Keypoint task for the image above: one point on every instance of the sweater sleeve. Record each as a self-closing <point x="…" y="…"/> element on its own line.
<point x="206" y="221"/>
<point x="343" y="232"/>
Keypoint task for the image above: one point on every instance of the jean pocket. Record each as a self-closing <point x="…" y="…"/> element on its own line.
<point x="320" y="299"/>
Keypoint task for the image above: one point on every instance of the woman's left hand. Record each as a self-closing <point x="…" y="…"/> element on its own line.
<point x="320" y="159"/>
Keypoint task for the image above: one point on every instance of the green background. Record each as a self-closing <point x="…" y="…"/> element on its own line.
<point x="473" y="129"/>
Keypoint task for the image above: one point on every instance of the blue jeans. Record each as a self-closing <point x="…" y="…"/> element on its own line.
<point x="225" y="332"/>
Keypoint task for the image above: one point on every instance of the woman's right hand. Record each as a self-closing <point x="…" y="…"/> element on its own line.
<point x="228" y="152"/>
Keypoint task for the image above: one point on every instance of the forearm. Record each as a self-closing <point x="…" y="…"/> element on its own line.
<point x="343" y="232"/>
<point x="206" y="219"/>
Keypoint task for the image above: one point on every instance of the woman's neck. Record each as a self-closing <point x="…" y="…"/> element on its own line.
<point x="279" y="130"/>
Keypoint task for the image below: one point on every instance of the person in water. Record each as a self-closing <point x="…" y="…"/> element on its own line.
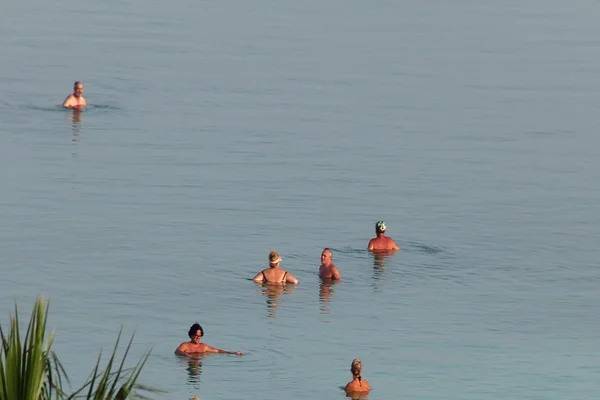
####
The task: Reproduce the material above verbatim, line for line and in its original order. Omit the image.

Exercise output:
Keypoint task for the image above: one point on every instance of the sweater sleeve. Record each as a self-closing <point x="…" y="…"/> element on its own line.
<point x="206" y="221"/>
<point x="343" y="232"/>
Keypoint task for the image above: one point on every instance of the jean pocket. Record each as a self-closing <point x="…" y="…"/> element on its own line.
<point x="320" y="299"/>
Keypoint task for the image above: one point on every instance of the woman's left hand. Record each as a self-closing <point x="…" y="…"/> element on its own line.
<point x="320" y="159"/>
Keypoint task for the image above: one point on every instance of the green background. Record each as a self-closing <point x="…" y="…"/> element on its own line.
<point x="473" y="129"/>
Keypoint task for the image above: one point on every instance of the blue jeans. Record each as a self-closing <point x="…" y="…"/> element on its own line.
<point x="225" y="332"/>
Keypoint task for the image above: one point on every instance of the woman's right hand. Record each as a self-closing <point x="…" y="…"/> element on its own line.
<point x="228" y="152"/>
Keypoint task for the image above: one point on every instance of the forearm. Record each as a self-closing <point x="…" y="…"/> element on its own line.
<point x="343" y="232"/>
<point x="206" y="219"/>
Keypoint task for the image above: one point on every instance of the woman's neck. Record each as a self-closing <point x="…" y="…"/> element on its own line.
<point x="279" y="130"/>
Keypoint task for the image below: one point on every instance of the person in water. Record each as a self-closing <point x="…" y="…"/> element on its own line.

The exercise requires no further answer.